Lakens, D. & Evers, E. (2014). Sailing from the seas of chaos into the corridor of stability: Practical recommendations to increase the informational value of studies. Perspectives on Psychological Science, 9, 278-292. DOI: 10.1177/1745691614528520.
Lew, M. J. (2013). To P or not to P: on the evidential nature of P-values and their place in scientific inference. arXiv:1311.0081.
Trafimow D. (2014). Editorial. Basic and Applied Social Psychology, 36, 1–2.
Trafimow D., Marks, M. (2015). Editorial. Basic and Applied Social Psychology, 37, 1–2.
Trafimow, D., & Rice, S. (2009). A test of the null hypothesis significance testing procedure correlation argument. The Journal of General Psychology, 136, 261-270.
Zellner, A. (1971). An introduction to Bayesian inference in econometrics. New York: John Wiley.


28 comments:

  1. There is a Swedish saying that roughly translates "There is no need to cross the river to fetch some water", meaning that one should take the most straight forward course, and not complicate things. To use p-values as a measure of evidence just feels like "crossing the river" to me, why not go directly for posterior probability? That said, I agree that it is silly to ban them! 3d pie charts are worse than useless, but we don't ban those. :)

Dataset excerpt:
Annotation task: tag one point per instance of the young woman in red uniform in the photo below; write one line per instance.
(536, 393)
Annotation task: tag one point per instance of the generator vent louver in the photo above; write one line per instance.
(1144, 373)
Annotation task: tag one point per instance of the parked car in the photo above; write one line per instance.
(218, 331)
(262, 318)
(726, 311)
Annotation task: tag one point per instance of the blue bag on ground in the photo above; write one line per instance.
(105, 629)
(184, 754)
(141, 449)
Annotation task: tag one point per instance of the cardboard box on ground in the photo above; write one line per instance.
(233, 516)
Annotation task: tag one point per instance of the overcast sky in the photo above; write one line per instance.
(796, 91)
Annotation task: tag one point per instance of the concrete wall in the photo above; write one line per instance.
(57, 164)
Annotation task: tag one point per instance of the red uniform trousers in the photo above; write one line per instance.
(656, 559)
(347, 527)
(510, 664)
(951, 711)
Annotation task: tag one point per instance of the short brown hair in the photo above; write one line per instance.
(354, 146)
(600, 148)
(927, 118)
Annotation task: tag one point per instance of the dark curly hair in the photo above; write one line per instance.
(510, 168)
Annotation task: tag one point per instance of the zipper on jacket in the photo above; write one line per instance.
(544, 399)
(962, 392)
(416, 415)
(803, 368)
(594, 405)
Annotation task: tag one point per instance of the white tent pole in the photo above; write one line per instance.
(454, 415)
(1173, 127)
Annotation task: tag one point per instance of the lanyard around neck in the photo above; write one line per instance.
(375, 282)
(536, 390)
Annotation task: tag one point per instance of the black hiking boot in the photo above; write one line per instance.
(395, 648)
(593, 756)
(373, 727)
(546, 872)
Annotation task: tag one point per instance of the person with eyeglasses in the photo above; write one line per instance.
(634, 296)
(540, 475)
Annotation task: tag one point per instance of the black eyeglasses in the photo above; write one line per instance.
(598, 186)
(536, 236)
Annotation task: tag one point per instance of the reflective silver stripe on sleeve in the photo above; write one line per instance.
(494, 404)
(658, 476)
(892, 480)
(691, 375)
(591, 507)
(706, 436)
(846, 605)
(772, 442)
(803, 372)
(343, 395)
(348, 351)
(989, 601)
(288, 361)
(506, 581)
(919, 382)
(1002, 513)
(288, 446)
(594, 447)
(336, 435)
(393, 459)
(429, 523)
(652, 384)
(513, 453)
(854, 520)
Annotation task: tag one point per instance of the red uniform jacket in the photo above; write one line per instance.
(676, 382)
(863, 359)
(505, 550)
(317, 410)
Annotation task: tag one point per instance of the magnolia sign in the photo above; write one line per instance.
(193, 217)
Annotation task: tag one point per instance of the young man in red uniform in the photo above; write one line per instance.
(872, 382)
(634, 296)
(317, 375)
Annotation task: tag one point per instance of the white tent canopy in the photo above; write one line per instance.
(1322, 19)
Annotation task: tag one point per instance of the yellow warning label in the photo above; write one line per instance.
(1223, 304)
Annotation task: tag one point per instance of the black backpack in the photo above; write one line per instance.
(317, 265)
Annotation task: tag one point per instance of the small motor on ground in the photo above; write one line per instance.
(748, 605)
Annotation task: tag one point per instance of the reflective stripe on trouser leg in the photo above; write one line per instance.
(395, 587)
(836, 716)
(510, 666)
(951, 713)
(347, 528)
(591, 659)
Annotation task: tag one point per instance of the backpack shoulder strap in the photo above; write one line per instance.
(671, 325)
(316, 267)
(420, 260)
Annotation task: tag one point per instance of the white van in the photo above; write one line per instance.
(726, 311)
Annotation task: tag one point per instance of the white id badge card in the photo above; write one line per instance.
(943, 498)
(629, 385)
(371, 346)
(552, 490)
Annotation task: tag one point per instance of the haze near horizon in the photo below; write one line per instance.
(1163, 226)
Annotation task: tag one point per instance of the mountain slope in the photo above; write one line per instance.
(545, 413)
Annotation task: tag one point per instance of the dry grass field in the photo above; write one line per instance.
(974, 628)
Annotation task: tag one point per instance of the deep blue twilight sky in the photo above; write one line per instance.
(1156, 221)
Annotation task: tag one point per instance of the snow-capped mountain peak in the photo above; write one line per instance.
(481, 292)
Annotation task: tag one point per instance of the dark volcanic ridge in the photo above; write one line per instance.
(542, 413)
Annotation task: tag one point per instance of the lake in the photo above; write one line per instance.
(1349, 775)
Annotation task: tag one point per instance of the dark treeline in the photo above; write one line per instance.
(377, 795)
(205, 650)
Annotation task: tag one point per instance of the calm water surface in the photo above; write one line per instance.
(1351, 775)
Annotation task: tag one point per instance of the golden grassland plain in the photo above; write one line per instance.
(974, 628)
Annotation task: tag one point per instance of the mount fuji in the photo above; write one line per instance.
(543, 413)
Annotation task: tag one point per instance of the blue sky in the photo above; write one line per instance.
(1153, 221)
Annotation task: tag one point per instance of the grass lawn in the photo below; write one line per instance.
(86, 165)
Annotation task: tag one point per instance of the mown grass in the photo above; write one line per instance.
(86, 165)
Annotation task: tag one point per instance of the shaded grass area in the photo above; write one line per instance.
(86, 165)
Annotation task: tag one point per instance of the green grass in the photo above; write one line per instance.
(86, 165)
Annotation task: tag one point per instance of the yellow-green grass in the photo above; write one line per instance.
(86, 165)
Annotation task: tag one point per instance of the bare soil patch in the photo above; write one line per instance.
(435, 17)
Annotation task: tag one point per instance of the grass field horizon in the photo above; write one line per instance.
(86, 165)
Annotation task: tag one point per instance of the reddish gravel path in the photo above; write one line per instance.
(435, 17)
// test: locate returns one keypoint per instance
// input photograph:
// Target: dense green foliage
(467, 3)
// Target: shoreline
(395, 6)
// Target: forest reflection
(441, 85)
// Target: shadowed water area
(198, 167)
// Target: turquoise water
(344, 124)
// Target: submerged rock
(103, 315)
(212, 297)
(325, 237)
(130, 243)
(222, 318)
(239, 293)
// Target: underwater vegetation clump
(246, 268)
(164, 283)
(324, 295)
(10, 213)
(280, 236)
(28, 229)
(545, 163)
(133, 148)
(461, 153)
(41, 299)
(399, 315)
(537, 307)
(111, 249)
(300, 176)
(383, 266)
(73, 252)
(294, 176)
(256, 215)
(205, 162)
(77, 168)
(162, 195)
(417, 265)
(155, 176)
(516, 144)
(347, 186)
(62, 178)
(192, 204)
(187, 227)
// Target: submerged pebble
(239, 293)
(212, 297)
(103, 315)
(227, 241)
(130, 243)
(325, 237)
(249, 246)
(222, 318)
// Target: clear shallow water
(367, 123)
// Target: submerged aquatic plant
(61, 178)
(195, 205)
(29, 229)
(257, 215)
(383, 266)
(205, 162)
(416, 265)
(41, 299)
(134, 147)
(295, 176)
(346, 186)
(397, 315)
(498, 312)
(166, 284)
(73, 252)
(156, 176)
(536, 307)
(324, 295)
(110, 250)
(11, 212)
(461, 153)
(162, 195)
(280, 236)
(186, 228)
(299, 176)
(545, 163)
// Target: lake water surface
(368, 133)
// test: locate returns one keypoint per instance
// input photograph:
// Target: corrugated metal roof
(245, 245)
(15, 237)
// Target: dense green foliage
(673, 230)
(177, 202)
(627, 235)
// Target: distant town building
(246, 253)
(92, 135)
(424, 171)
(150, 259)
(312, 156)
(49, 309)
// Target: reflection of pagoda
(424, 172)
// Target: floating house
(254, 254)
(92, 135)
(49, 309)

GIVEN EXERCISE A
Retype the part of the p-value text between "Trafimow, D., &" and "ban those. :)", inclusive.
GIVEN EXERCISE B
Echo the entries between their first line and the line holding "(1144, 373)", inclusive, and nothing more.

TASK ANSWER A
Trafimow, D., & Rice, S. (2009). A test of the null hypothesis significance testing procedure correlation argument. The Journal of General Psychology, 136, 261-270.
Zellner, A. (1971). An introduction to Bayesian inference in econometrics. New York: John Wiley.


28 comments:

  1. There is a Swedish saying that roughly translates "There is no need to cross the river to fetch some water", meaning that one should take the most straight forward course, and not complicate things. To use p-values as a measure of evidence just feels like "crossing the river" to me, why not go directly for posterior probability? That said, I agree that it is silly to ban them! 3d pie charts are worse than useless, but we don't ban those. :)

TASK ANSWER B
Annotation task: tag one point per instance of the young woman in red uniform in the photo below; write one line per instance.
(536, 393)
Annotation task: tag one point per instance of the generator vent louver in the photo above; write one line per instance.
(1144, 373)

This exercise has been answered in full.